WHAT THE TASK REQUIRES >> Exact repetition of every entry is required.

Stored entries
######

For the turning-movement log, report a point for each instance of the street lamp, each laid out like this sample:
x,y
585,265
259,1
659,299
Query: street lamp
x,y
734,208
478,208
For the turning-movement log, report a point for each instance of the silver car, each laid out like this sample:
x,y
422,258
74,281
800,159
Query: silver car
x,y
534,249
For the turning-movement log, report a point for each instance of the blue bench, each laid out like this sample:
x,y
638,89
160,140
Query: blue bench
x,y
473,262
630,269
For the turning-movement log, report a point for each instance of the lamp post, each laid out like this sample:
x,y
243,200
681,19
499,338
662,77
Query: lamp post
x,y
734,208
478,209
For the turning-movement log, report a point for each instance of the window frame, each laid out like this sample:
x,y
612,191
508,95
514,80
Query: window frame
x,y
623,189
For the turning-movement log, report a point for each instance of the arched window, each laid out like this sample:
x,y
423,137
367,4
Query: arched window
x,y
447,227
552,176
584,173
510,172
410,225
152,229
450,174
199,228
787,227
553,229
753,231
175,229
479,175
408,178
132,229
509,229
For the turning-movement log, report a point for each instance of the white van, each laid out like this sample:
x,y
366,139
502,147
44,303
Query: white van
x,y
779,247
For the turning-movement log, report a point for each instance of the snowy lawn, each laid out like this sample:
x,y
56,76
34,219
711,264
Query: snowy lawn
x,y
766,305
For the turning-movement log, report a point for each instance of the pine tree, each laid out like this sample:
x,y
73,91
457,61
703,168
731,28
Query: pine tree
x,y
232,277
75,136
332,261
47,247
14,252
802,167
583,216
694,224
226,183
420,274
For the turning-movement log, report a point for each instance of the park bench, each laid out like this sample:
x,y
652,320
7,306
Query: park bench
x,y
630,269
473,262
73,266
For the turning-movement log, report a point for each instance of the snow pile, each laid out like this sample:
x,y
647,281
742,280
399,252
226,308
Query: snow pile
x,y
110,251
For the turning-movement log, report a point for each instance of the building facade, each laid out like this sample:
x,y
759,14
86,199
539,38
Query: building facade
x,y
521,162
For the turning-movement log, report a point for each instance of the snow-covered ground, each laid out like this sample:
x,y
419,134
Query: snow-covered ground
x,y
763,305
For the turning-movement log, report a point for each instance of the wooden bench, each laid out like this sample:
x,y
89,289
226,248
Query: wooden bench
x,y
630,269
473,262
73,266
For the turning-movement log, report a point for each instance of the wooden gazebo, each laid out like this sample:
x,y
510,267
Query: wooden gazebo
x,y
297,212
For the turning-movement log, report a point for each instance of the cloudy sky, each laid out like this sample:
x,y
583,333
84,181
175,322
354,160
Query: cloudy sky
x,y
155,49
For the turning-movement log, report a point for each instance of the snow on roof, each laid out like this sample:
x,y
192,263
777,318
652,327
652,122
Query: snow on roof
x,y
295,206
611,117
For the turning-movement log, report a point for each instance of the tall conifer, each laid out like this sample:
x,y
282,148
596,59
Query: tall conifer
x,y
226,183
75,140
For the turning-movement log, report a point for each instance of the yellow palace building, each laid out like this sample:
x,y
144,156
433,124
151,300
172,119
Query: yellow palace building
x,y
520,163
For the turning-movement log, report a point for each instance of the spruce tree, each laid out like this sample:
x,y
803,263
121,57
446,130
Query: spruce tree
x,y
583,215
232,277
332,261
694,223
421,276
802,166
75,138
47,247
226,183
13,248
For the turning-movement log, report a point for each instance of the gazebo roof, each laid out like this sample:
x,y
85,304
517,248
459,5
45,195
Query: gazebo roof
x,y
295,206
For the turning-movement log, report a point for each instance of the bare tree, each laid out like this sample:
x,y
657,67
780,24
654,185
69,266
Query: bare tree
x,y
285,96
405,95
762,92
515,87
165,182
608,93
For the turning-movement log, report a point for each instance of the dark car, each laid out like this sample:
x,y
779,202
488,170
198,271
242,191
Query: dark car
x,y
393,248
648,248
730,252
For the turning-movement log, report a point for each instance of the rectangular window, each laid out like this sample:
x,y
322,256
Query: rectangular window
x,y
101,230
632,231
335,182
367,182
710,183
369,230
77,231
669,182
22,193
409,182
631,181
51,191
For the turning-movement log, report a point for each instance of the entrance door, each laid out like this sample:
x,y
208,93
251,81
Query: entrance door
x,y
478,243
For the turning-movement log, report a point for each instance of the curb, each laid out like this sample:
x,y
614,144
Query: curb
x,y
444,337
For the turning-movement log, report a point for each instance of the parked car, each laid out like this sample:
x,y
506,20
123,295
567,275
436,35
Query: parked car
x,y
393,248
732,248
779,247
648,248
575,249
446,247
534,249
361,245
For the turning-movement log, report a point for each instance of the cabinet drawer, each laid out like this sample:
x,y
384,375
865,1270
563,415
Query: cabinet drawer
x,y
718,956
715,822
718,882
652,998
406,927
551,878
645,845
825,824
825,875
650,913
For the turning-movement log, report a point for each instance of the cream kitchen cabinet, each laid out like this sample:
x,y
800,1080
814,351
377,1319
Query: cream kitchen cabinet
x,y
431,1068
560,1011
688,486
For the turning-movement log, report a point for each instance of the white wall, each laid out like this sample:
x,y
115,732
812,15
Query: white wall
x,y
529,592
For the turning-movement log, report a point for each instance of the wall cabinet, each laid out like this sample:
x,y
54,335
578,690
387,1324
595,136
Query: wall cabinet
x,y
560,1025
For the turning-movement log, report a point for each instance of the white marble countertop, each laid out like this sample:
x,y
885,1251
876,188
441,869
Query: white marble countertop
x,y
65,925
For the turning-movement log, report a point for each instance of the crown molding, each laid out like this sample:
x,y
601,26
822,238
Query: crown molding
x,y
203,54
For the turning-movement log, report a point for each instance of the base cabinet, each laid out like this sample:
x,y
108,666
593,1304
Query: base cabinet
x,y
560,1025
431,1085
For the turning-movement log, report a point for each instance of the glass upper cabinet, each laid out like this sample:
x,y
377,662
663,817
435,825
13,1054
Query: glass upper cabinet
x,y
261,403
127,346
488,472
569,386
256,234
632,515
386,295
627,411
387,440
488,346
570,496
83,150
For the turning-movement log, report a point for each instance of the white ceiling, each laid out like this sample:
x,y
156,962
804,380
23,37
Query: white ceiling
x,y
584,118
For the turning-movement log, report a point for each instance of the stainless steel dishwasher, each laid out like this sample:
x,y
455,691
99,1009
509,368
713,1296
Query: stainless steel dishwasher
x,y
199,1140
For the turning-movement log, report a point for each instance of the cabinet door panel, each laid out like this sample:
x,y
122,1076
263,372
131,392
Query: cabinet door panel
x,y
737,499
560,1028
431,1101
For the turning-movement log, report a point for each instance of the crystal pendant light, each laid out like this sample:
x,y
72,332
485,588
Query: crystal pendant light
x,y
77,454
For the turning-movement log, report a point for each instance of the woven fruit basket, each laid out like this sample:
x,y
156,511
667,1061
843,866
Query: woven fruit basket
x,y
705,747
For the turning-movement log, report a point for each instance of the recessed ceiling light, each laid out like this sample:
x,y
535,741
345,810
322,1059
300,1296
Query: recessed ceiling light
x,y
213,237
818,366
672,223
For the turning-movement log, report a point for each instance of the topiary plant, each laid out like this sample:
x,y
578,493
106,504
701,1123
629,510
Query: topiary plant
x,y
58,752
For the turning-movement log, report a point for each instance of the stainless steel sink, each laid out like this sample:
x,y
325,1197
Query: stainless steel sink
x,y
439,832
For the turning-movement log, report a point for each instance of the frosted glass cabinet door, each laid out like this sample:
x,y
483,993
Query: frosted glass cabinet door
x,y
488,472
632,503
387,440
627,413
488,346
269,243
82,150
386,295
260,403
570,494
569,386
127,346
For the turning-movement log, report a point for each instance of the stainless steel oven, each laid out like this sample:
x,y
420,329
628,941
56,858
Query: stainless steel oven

######

OUTPUT FOR THIS TASK >>
For the turning-movement log, report a point for each instance of the street lamp, each laid out like this sample:
x,y
585,265
259,1
659,299
Query: street lamp
x,y
734,208
478,208
For the turning-movement log, report a point for each instance of the silver car, each laid out like this sample:
x,y
422,258
74,281
800,159
Query: silver car
x,y
534,249
For the turning-movement log, report a point for each instance of the blue bench, each laid out like this sample:
x,y
638,89
160,140
Query: blue bench
x,y
473,262
630,269
For the turning-movement log, report a point for each instance of the lamp post, each laid out like this sample:
x,y
243,200
681,19
499,338
662,77
Query: lamp post
x,y
734,208
478,209
For the turning-movement log, report a point for each instance of the window frame, each laid out like this sample:
x,y
612,191
508,95
514,80
Query: window frame
x,y
623,189
For the turning-movement log, report a point for each instance of the arched window, each laid out like this sample:
x,y
423,137
367,4
Query: arched window
x,y
447,227
552,176
584,173
510,172
410,225
152,229
450,174
199,228
787,227
553,229
753,231
175,229
479,175
408,178
132,229
509,229
For the turning-movement log, report a point for each instance of the white van, each laid out like this sample:
x,y
366,139
502,147
44,303
Query: white van
x,y
779,247
For the turning-movement log, report a point for each instance of the snowy lawn, each laid out like this sample:
x,y
56,76
34,219
711,264
Query: snowy lawn
x,y
766,305
For the turning-movement log, report a point for each instance of the pine tree, each laid out like this sample:
x,y
73,91
457,61
703,168
731,28
Query: pine tree
x,y
232,277
75,136
332,261
47,247
14,252
802,167
583,216
694,224
226,183
420,274
For the turning-movement log, report a point for each instance of the park bench, each laid out like this sample:
x,y
652,320
7,306
Query: park bench
x,y
630,269
473,262
73,266
For the turning-movement log, report a point for each instance of the snow pile, each laid out like this sample:
x,y
647,281
742,280
399,252
226,308
Query: snow pile
x,y
110,251
For the turning-movement log, report a point for each instance of the building facade, each laid out like this sample:
x,y
759,14
86,199
539,38
Query: building facade
x,y
521,162
For the turning-movement log, report a point for each instance of the snow-covered ground, each laid out like this sample:
x,y
419,134
Query: snow-covered ground
x,y
763,305
For the turning-movement log, report a point for each instance of the wooden bench, each laid out like this sample:
x,y
89,289
226,248
Query: wooden bench
x,y
630,269
473,262
73,266
For the turning-movement log, report a point for each instance of the wooden gazebo, each laid out like this sample:
x,y
510,267
Query: wooden gazebo
x,y
297,212
For the turning-movement log, report a point for each instance of the cloudy sky, each laid out like this sample:
x,y
583,333
84,181
175,322
354,160
Query: cloudy sky
x,y
155,49
For the turning-movement log, report a point for each instance of the snow on roof, each laid out like this sample:
x,y
192,263
777,318
652,327
652,122
Query: snow on roof
x,y
295,206
611,117
For the turning-movement log, report a point for each instance of the tall conifer, each laid out like this sample:
x,y
282,148
596,59
Query: tall conifer
x,y
226,183
75,140
For the turning-movement log, report a point for each instance of the yellow palace building, each laid out like this sample:
x,y
144,156
433,124
151,300
172,119
Query: yellow palace building
x,y
520,163
For the turning-movement log, report a point for each instance of the spruce tree, each laid out like this sample:
x,y
803,263
121,57
446,130
Query: spruce tree
x,y
583,215
232,277
332,261
694,223
421,276
802,166
75,138
47,247
226,183
13,248
For the turning-movement log, report a point for each instance of the gazebo roof, each laid out like this sample:
x,y
85,304
517,248
459,5
45,195
Query: gazebo roof
x,y
295,206
For the turning-movement log, report a point for each instance of the bare tree, each laid out like this sample:
x,y
657,67
780,24
654,185
69,266
Query: bare tree
x,y
285,96
405,95
762,92
515,87
165,182
608,93
For the turning-movement log, report a point for each instance of the dark car, each laid out like this sample:
x,y
779,202
488,170
198,271
242,191
Query: dark car
x,y
393,248
648,248
730,252
For the turning-movement log, report a point for each instance of the rectangular window, each laid out like this sample:
x,y
322,256
Query: rectangular window
x,y
101,230
632,231
335,182
367,182
710,183
369,230
77,231
669,182
22,193
409,182
631,181
51,191
For the turning-movement log, report a point for each instance of the entrance door, each laid out like this sample:
x,y
208,93
251,81
Query: entrance door
x,y
478,243
For the turning-movement log, report a point for each instance of the curb, each laid out like this sample:
x,y
614,144
Query: curb
x,y
444,337
For the turning-movement log, report a point for each instance of the parked car, each laid out like this sample:
x,y
506,20
123,295
567,275
436,35
Query: parked car
x,y
393,248
732,248
779,247
648,248
575,249
446,247
534,249
361,245
For the turning-movement log, report a point for each instance of the cabinet drawer, each laid out like this sample:
x,y
384,375
865,1270
563,415
Query: cabinet drawer
x,y
718,956
715,822
718,882
652,998
406,927
551,878
645,845
825,824
825,875
650,913
For the turning-movement log, report a point for each instance of the cream kitchen cabinet, each laid out like this sample:
x,y
800,1080
814,351
377,1319
Query: cream kitchen cabinet
x,y
431,1068
560,1011
688,486
For the turning-movement log, report a point for each instance of the white wall, each laid out like this sample:
x,y
115,732
812,15
Query: white wall
x,y
529,592
For the turning-movement log, report a point for each instance of the wall cabinet, each laid out like this sample:
x,y
54,335
578,690
387,1324
595,136
Query: wall cabinet
x,y
560,1025
For the turning-movement log, report a point for each instance of the white marble countertop, each laid out like this sample:
x,y
885,1251
876,188
441,869
Query: white marble countertop
x,y
65,925
For the turning-movement log, report a point for each instance of the crown molding, each laid out like this sample:
x,y
601,26
822,238
Query: crown molding
x,y
203,54
For the turning-movement log, report a point for each instance of the base cabinet, each laid out like this sample:
x,y
108,666
593,1304
Query: base cabinet
x,y
560,1025
431,1085
For the turning-movement log, report a point for each instance of the glass upper cabinet, each laid out like this sample:
x,y
377,662
663,817
435,825
13,1054
Query: glass upper cabinet
x,y
261,403
127,346
488,472
569,386
256,234
632,515
386,295
627,411
387,440
488,346
570,496
83,150
For the turning-movement log, report a point for each instance of the white ceiling, each laid out like this sample:
x,y
156,962
804,380
23,37
Query: white ceiling
x,y
584,118
For the turning-movement log, report a point for each instance of the stainless steel dishwasher, each laid out like this sample:
x,y
455,691
99,1009
509,368
713,1296
Query: stainless steel dishwasher
x,y
199,1140
For the turning-movement log, report a point for each instance of the cabinet door panel, each laid out like this sample:
x,y
122,1076
263,372
131,392
Query: cabinet door panel
x,y
737,499
560,1028
431,1101
For the turning-movement log, report a point for each instance of the crystal pendant light, each laid out like this sample:
x,y
72,332
485,588
Query: crystal pendant light
x,y
77,454
For the turning-movement log, report a point for each instance of the woven fruit basket, each laid out like this sample:
x,y
156,511
667,1061
843,866
Query: woven fruit basket
x,y
705,747
For the turning-movement log, report a point for each instance of the recessed ceiling light, each laid out like this sample:
x,y
535,741
345,810
322,1059
300,1296
Query: recessed ceiling light
x,y
213,237
818,366
672,223
For the turning-movement log, report a point for each instance of the topiary plant, each laid out like this sample:
x,y
578,493
106,504
701,1123
629,510
Query: topiary plant
x,y
58,752
For the turning-movement log, report a point for each instance of the stainless steel sink, each laid out like this sample:
x,y
325,1197
Query: stainless steel sink
x,y
439,832
For the turning-movement log, report a point for each instance of the frosted glass cabinet door, each laid out like this sample:
x,y
483,993
Query: frosted glass cabinet door
x,y
488,472
632,503
387,440
627,413
488,346
269,243
82,150
386,295
260,403
570,494
569,386
127,346
For the turning-movement log, report a point for each instance of the stainless steel oven, each laid out like this sample:
x,y
420,329
628,941
56,858
Query: stainless steel oven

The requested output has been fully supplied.